● **Required work**
Would you repeat word for word the lines of the listing that follows, from the one with "Each instance receives one keypoint. Mark the brick" up to and including the one with "Each instance receives one keypoint. Mark the submerged", and leave out the images?

● **Data**
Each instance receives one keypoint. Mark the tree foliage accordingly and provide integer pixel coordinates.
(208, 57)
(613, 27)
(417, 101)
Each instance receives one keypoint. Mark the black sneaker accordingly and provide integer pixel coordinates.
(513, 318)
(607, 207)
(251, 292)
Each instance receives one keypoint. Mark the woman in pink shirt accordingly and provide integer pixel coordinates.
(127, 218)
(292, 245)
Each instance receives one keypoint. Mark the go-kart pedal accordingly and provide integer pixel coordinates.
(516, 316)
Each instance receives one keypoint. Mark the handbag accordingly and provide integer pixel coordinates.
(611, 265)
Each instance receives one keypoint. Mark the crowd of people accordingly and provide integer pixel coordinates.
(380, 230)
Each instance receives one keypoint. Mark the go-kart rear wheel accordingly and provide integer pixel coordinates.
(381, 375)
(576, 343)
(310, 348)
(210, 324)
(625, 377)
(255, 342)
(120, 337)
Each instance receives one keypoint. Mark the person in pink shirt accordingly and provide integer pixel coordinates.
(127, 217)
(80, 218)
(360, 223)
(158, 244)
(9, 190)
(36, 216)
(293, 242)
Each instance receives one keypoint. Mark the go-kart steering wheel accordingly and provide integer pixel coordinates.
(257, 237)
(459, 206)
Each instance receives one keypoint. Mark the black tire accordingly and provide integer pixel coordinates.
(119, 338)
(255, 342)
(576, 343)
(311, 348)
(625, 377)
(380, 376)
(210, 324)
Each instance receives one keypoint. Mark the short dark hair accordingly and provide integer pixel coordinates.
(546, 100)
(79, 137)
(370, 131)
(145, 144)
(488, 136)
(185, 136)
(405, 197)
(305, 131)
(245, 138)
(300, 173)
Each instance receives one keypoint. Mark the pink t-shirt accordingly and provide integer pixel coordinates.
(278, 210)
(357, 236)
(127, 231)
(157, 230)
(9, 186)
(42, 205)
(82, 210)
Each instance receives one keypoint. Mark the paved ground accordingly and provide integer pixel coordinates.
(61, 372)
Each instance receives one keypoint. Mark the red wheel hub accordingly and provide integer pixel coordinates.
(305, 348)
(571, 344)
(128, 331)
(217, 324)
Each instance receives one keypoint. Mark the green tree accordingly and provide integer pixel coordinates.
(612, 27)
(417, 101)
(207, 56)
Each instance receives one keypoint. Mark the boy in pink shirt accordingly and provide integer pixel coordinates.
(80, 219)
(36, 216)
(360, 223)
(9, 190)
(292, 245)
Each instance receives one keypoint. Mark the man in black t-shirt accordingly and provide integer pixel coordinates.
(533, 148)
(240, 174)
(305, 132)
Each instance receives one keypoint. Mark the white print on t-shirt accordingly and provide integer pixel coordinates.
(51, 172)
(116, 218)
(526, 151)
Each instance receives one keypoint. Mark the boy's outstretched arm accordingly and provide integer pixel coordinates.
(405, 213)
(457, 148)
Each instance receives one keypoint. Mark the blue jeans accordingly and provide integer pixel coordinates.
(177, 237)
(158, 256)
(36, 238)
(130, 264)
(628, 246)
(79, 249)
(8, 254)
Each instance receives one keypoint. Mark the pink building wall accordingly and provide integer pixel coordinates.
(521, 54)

==

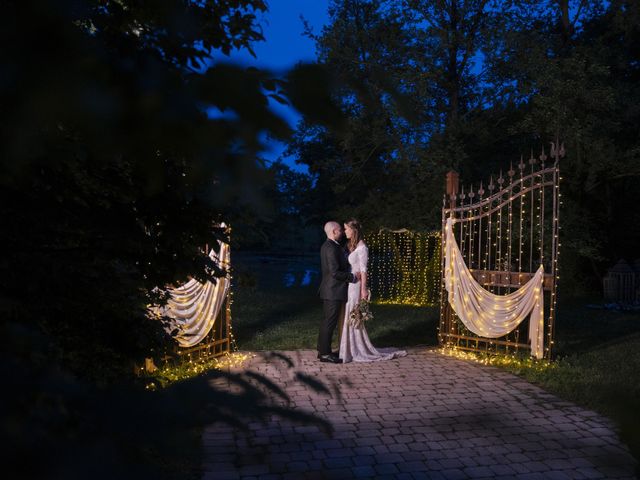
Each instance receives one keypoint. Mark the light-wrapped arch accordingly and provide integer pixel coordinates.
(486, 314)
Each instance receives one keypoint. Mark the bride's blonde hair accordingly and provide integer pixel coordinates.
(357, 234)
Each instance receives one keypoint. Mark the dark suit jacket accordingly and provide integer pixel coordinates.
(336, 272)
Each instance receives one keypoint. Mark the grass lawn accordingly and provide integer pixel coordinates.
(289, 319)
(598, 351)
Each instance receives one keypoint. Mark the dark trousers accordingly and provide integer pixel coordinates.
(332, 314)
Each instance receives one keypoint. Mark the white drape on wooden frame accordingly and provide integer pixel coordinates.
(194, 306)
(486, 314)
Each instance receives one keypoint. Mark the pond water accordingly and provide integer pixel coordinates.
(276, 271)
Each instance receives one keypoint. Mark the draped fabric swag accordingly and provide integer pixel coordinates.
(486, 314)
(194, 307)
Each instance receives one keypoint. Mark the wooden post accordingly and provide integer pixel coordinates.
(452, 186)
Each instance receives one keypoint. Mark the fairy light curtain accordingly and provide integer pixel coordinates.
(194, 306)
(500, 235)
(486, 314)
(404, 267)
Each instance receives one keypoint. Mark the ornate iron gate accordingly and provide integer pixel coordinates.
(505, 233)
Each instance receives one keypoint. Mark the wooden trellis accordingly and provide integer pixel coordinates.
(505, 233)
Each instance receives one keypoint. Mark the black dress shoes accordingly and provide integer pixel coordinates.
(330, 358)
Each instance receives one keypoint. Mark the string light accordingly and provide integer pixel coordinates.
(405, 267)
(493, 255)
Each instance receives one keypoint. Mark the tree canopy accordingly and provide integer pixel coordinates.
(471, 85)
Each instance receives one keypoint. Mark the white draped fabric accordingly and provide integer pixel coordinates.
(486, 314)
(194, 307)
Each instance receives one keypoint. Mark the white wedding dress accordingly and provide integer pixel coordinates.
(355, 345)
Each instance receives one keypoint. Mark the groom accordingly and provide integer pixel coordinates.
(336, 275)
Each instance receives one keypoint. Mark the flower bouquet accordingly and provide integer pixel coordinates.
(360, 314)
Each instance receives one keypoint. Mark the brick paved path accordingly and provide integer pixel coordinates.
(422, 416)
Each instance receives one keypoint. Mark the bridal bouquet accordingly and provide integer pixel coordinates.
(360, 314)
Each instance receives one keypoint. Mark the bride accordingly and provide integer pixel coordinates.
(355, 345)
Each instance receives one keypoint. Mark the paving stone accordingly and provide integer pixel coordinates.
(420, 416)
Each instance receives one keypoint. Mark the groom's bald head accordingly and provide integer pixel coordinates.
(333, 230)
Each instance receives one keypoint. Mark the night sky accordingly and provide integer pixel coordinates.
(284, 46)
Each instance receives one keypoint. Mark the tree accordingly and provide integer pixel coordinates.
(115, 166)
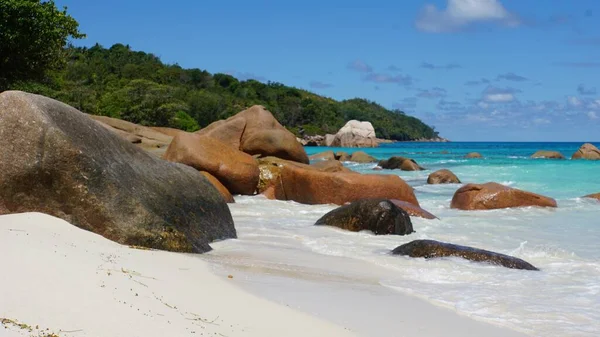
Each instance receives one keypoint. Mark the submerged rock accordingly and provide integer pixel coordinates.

---

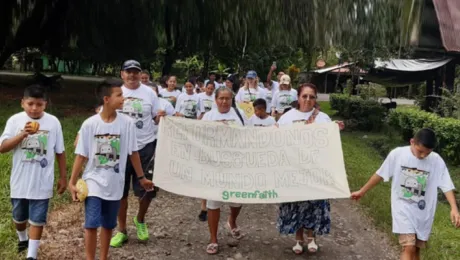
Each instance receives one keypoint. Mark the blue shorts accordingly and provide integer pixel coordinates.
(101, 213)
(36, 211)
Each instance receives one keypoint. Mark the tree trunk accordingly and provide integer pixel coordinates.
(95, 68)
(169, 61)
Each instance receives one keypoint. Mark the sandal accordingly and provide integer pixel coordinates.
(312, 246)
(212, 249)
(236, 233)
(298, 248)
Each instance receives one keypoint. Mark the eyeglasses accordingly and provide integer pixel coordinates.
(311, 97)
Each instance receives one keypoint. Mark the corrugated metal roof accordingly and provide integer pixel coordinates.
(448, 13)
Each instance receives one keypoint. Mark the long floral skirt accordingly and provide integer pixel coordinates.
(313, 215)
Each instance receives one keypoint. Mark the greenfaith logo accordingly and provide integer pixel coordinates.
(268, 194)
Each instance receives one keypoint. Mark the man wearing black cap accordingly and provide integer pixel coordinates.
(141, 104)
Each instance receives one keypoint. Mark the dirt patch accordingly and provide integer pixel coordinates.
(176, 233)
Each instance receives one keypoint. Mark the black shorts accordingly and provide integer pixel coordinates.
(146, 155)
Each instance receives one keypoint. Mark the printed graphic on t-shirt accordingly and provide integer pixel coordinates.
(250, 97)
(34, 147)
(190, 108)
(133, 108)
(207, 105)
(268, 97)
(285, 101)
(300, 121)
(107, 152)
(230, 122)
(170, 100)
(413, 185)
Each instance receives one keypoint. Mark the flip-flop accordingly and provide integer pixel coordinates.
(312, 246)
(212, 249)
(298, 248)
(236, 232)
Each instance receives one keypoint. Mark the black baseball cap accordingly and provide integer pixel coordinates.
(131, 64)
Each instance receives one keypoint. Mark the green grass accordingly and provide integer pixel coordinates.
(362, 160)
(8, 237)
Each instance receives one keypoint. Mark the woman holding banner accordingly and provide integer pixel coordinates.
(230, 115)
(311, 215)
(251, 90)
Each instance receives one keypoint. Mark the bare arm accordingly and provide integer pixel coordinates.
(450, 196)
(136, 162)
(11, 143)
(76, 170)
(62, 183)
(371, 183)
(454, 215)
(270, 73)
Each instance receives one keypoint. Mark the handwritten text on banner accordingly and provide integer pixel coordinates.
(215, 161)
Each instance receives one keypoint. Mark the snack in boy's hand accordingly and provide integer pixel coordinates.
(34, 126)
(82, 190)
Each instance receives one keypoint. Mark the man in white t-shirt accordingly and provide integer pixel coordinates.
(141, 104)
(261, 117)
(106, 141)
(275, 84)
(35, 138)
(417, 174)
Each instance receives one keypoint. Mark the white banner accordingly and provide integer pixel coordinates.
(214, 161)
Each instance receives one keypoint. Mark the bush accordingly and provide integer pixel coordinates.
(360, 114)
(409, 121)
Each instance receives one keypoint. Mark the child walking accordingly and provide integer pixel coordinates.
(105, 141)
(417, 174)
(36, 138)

● **Finished task**
Each instance receives one keypoint. Mark the brick paved path accordingly and provide integer pixel coordinates.
(422, 416)
Each instance receives one keypoint. Mark the bridal bouquet accordingly and provide integer pixel coordinates.
(360, 314)
Each instance receives one keypoint. Mark the bride accordingly and provide integer pixel coordinates.
(355, 345)
Each instance receives one keypoint. Mark the paving stone accordingly and provide integer pixel coordinates.
(420, 416)
Each instance receives one keypoint. Mark the groom's bald head accordingly and provide integer pixel coordinates.
(333, 230)
Each instance receives one keypoint. Mark the night sky accordingly and provide integer pixel coordinates.
(284, 46)
Each instance receives one keypoint. Mark the tree accordingly and provide integer pixel coordinates.
(115, 166)
Each instance receives one keypoint. Mark the submerged rock accordingly and provide integer pixel coordinates.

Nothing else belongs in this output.